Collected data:
******

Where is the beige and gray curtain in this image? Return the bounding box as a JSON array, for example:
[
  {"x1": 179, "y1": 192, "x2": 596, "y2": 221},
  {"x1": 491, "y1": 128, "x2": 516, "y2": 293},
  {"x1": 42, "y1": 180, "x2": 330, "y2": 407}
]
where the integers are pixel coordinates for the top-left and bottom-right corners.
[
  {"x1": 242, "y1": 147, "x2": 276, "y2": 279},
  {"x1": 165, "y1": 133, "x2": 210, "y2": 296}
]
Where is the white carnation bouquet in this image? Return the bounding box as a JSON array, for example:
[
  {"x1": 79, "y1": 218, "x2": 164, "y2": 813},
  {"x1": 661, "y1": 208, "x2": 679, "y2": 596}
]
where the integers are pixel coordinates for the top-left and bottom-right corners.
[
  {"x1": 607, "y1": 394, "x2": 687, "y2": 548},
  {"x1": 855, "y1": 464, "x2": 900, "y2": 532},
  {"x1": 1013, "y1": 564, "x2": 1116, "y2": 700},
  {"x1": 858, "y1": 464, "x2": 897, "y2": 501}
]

******

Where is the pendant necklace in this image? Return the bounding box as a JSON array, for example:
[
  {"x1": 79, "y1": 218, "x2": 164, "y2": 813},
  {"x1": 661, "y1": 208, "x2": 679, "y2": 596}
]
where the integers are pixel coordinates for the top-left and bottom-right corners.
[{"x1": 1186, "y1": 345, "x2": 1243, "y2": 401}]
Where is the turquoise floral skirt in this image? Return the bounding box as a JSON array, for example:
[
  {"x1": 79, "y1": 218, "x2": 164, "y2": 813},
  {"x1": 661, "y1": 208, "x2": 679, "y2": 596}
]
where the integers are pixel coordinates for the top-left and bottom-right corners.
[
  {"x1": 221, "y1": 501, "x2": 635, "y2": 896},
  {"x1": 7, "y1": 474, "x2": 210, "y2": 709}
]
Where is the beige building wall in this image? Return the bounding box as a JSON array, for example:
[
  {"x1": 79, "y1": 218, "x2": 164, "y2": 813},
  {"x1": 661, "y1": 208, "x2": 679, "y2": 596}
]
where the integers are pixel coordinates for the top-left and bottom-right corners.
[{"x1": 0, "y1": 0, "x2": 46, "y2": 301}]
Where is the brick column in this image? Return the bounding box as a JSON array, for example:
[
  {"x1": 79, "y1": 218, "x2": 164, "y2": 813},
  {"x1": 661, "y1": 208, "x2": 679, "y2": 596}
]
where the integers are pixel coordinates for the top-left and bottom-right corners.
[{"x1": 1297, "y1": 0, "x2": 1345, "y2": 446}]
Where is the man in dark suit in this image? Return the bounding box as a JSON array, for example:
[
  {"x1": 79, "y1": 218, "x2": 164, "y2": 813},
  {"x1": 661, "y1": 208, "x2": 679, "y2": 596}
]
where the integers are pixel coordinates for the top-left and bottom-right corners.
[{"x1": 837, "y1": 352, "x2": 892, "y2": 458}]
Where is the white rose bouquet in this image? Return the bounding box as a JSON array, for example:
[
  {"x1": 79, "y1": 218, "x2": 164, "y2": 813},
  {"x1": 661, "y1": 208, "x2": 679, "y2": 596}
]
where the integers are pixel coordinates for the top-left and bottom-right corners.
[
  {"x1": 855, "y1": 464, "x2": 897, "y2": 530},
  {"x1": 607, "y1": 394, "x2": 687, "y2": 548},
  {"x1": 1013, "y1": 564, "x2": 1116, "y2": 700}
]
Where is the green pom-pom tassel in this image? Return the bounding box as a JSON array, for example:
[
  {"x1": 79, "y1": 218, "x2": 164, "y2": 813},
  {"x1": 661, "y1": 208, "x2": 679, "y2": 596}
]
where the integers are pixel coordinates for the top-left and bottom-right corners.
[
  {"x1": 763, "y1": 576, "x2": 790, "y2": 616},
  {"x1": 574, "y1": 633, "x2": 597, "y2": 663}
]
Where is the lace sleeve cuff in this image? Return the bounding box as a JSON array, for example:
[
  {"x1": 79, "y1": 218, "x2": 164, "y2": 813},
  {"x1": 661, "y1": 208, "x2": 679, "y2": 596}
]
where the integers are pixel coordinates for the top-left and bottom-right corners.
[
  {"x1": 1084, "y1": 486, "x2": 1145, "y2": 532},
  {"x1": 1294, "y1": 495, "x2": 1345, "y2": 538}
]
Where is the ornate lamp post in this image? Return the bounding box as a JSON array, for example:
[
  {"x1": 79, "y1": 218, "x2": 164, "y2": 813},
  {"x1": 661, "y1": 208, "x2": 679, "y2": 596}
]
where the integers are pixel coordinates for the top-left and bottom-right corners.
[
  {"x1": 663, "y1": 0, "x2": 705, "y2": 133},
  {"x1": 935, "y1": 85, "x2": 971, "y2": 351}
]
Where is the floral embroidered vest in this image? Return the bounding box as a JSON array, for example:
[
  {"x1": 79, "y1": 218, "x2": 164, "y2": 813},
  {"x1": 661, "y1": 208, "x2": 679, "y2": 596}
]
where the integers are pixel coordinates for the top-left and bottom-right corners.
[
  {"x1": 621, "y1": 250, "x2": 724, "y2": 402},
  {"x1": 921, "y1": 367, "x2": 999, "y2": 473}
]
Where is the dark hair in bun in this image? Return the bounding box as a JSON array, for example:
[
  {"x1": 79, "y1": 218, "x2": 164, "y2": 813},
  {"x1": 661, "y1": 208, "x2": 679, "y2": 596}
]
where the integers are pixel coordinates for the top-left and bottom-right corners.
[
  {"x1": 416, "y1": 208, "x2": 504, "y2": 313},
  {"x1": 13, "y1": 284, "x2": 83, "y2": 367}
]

******

Task brief: List every line of the data above that contains the word "white", copying each one in full.

Answer for this exercise:
Where is the white carnation bouquet in this image? Return the bounding box as a JSON array, for example:
Where is the white rose bouquet in this image? Return the bounding box as a JSON array, for example:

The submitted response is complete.